#### [Document extract]
:::

So, there you have two principles operating on two different planes — one, Extricate (the Rajput boys) at all costs, and two, Implicate (Rhea) at all costs! What we were taught during police training and what our conscience told us was that the truth has to be established. No culprit should be allowed to escape the tentacles of the justice system. But the same justice system would suffer immeasurable harm and shame as well if innocent persons were unjustly implicated.

Arranging for the CBI and sending the ED and finally the NCB to nail Rhea for a Rajput’s life which the bipolar patient had himself taken, and happily consigning the Dalit girl’s rape and murder investigation to a pliant State constabulary which had already decided that ‘No rape had occurred’, speaks volumes about the politicisation which has reduced the upholders of the law to puppets in the hands of partisan politicians.

The indignity of the midnight cremation without permitting the parents and family to participate in the rituals was a total negation of individual rights and also of Hindu culture! Perhaps, the UP government had changed the meaning of Hindu culture to include only upper castes in the Hindu fold! Since my own ancestors renounced Hinduism at the urging of Portuguese conquerors some four or five centuries ago, I admit that I am not competent or qualified to comment on the State’s decision to exclude the nearest relatives of the Dalit girl from her last rites.

Not many in the country will believe that the Dalit girl was not raped. Since the girl was medically examined days after she was attacked, semen could not have been traced in any case. Crying ‘No rape’ because of your own initial defaults of not getting a medical examination conducted immediately is a grave act of omission in ordinary cases. Worse, it is an act of commission if the police were influenced by caste considerations! The reactions of subordinate police functionaries are not difficult to decipher. As the CM of Uttar Pradesh never fails to make his intentions and wishes known, police station-level staff will always want to pre-judge the Big Man’s reactions and fashion their own investigations of such cases in a manner that they think will please the Big Man. The partiality of the police to allow upper-caste men to gather in spite of Section 144 orders to demand justice for the four arrested youths while denying meetings between the Dalit family and Opposition parties’ representatives is itself eloquent!

:::

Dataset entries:
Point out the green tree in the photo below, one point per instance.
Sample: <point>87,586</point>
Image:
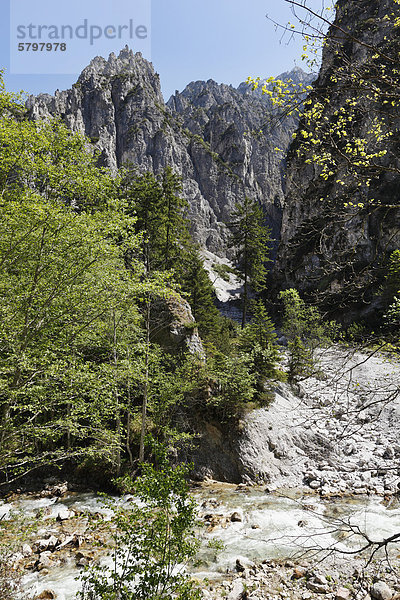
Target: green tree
<point>159,210</point>
<point>250,238</point>
<point>151,541</point>
<point>195,282</point>
<point>259,339</point>
<point>61,279</point>
<point>305,331</point>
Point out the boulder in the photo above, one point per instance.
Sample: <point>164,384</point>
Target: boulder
<point>237,591</point>
<point>342,594</point>
<point>381,591</point>
<point>236,517</point>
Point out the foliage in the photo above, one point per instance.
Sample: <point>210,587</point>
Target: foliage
<point>347,147</point>
<point>152,540</point>
<point>159,212</point>
<point>259,339</point>
<point>392,279</point>
<point>305,331</point>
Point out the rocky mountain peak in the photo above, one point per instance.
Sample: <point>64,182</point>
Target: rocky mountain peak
<point>211,134</point>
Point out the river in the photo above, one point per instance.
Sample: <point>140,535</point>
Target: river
<point>240,523</point>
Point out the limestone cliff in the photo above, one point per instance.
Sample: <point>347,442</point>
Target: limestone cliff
<point>338,230</point>
<point>217,137</point>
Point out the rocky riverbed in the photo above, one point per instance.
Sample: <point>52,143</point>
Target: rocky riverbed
<point>337,432</point>
<point>255,544</point>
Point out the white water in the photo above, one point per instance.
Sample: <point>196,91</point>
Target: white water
<point>285,526</point>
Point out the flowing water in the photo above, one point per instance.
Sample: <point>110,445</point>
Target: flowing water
<point>270,526</point>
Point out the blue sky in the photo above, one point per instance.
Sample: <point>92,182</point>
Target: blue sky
<point>225,40</point>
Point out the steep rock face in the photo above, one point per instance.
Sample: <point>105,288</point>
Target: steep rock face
<point>340,434</point>
<point>213,135</point>
<point>336,236</point>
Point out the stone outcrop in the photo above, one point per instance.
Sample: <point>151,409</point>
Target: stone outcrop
<point>217,137</point>
<point>173,326</point>
<point>336,434</point>
<point>336,238</point>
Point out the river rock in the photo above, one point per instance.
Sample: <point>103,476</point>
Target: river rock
<point>44,560</point>
<point>46,595</point>
<point>27,550</point>
<point>342,594</point>
<point>314,484</point>
<point>299,572</point>
<point>318,588</point>
<point>236,517</point>
<point>381,591</point>
<point>63,513</point>
<point>237,591</point>
<point>240,568</point>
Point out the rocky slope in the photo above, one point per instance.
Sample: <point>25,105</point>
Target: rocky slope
<point>215,136</point>
<point>338,230</point>
<point>338,433</point>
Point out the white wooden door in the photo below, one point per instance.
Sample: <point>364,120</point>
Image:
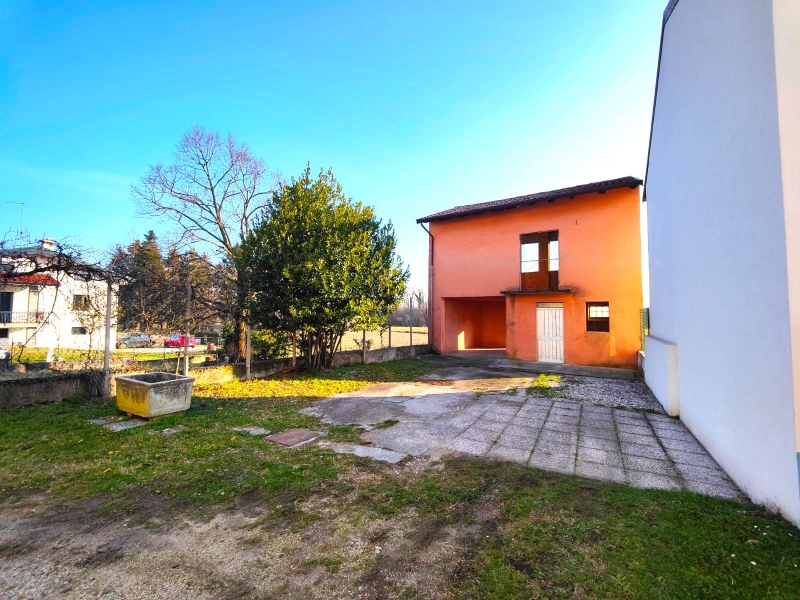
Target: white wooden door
<point>550,332</point>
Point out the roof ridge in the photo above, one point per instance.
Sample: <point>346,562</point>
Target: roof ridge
<point>507,203</point>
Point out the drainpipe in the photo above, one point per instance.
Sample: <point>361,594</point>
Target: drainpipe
<point>430,284</point>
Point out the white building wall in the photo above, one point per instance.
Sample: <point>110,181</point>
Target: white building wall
<point>56,302</point>
<point>718,283</point>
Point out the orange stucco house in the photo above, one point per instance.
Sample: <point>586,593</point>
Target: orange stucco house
<point>552,277</point>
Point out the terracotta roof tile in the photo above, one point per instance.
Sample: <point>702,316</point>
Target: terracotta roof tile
<point>37,279</point>
<point>588,188</point>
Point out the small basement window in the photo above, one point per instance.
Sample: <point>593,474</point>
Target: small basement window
<point>80,302</point>
<point>597,316</point>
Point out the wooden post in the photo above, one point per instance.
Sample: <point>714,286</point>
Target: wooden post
<point>363,346</point>
<point>247,355</point>
<point>410,323</point>
<point>186,334</point>
<point>107,350</point>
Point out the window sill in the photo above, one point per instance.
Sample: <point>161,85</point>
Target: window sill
<point>536,292</point>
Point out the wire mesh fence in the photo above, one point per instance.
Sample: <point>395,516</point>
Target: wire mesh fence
<point>395,336</point>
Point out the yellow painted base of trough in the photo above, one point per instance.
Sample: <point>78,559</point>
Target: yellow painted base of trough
<point>151,395</point>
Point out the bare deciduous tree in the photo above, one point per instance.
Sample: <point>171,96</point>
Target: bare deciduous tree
<point>213,191</point>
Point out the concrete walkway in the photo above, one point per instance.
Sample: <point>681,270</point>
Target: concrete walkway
<point>492,414</point>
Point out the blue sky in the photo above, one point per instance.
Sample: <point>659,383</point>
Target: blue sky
<point>417,106</point>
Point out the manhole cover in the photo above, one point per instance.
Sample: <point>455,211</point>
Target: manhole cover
<point>292,437</point>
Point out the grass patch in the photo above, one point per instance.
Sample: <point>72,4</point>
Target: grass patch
<point>518,532</point>
<point>545,385</point>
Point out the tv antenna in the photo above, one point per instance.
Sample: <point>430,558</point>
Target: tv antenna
<point>21,216</point>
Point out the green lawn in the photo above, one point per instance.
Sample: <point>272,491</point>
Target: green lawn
<point>524,533</point>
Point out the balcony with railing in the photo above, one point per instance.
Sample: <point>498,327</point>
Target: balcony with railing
<point>19,318</point>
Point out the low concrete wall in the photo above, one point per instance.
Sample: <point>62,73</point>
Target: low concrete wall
<point>55,387</point>
<point>380,355</point>
<point>15,393</point>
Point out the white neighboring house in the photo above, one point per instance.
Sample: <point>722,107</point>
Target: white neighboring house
<point>52,310</point>
<point>723,199</point>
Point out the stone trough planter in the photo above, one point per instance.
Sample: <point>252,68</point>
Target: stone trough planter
<point>153,394</point>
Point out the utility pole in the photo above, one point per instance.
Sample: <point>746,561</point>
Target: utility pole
<point>247,355</point>
<point>186,334</point>
<point>107,348</point>
<point>410,324</point>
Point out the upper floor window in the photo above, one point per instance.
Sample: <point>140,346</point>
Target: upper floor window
<point>539,262</point>
<point>80,302</point>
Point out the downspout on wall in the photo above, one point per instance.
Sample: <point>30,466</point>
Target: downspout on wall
<point>430,285</point>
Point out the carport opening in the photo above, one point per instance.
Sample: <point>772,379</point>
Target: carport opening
<point>475,325</point>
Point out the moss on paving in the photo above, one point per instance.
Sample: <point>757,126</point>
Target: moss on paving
<point>526,533</point>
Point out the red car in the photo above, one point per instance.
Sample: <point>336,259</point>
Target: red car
<point>176,340</point>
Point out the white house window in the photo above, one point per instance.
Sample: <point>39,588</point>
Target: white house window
<point>597,316</point>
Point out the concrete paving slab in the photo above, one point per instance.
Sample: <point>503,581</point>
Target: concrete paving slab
<point>293,437</point>
<point>527,422</point>
<point>470,446</point>
<point>552,462</point>
<point>433,406</point>
<point>691,458</point>
<point>600,471</point>
<point>173,430</point>
<point>696,473</point>
<point>597,410</point>
<point>642,479</point>
<point>650,465</point>
<point>728,491</point>
<point>564,427</point>
<point>521,443</point>
<point>677,434</point>
<point>566,419</point>
<point>598,443</point>
<point>566,436</point>
<point>555,447</point>
<point>683,444</point>
<point>635,438</point>
<point>380,454</point>
<point>654,452</point>
<point>592,420</point>
<point>558,437</point>
<point>251,430</point>
<point>493,415</point>
<point>636,429</point>
<point>490,425</point>
<point>607,433</point>
<point>125,424</point>
<point>480,435</point>
<point>414,438</point>
<point>611,458</point>
<point>357,411</point>
<point>518,431</point>
<point>509,453</point>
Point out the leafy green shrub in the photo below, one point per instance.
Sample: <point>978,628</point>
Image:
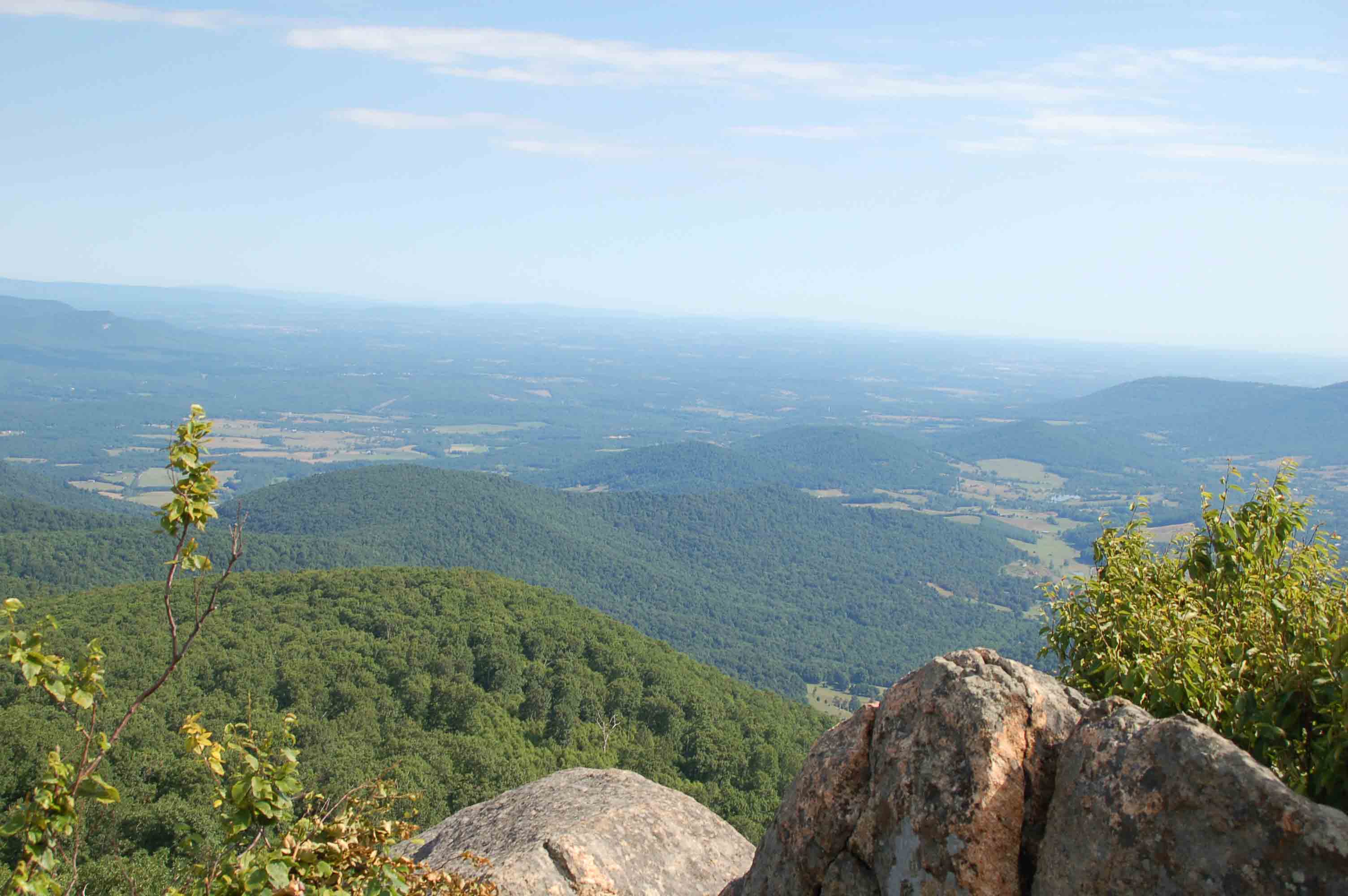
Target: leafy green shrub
<point>1242,624</point>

:::

#### [Instructions]
A - From the commentary on police conduct, list the agencies it says were arranged for or sent to nail Rhea.
B - For each statement below, say whether it agrees with the commentary on police conduct, and quote the words of the commentary that decide it.
(i) The Dalit girl was medically examined days after she was attacked.
(ii) The writer's ancestors renounced Hinduism at the urging of British rulers.
(iii) Upper-caste men were prevented from gathering because of Section 144 orders.
C - Continue the commentary on police conduct from its final sentence.

#### [Results of the exercise]
A - CBI, ED, NCB

B -
(i) Yes: "Since the girl was medically examined days after she was attacked"
(ii) No: "at the urging of Portuguese conquerors"
(iii) No: "allow upper-caste men to gather in spite of Section 144 orders"

C -
In the Sushant matter, Rhea has already gone through a gamut of torment for her ill-fated romance. I had written in an earlier despatch that if the CBI were trying to turn an obvious suicide into murder, it would have a whole lot of obfuscation to attempt that would invite loss of prestige and damage its reputation. I am impressed with the forensic medical team of the AIIMS which stuck to the truth of its findings, unlike some of our police officers who choose advancement in careers or post-retirement sinecures over dharma.

In his classic novel, Tess of the d’Urbervilles, Thomas Hardy had ‘The President of the Immortals ending his play with Tess’. India’s daughters, the Dalit girl from Hathras and Rhea, have faced enormous injustice in our own times. In one girl’s case, the President of the Immortals ended his play with her cruel death. Let us hope and pray that Rhea will cease to be a plaything in the hands of the powerful and that some semblance of justice will prevail now that it has been conclusively established that Sushant had taken his own life.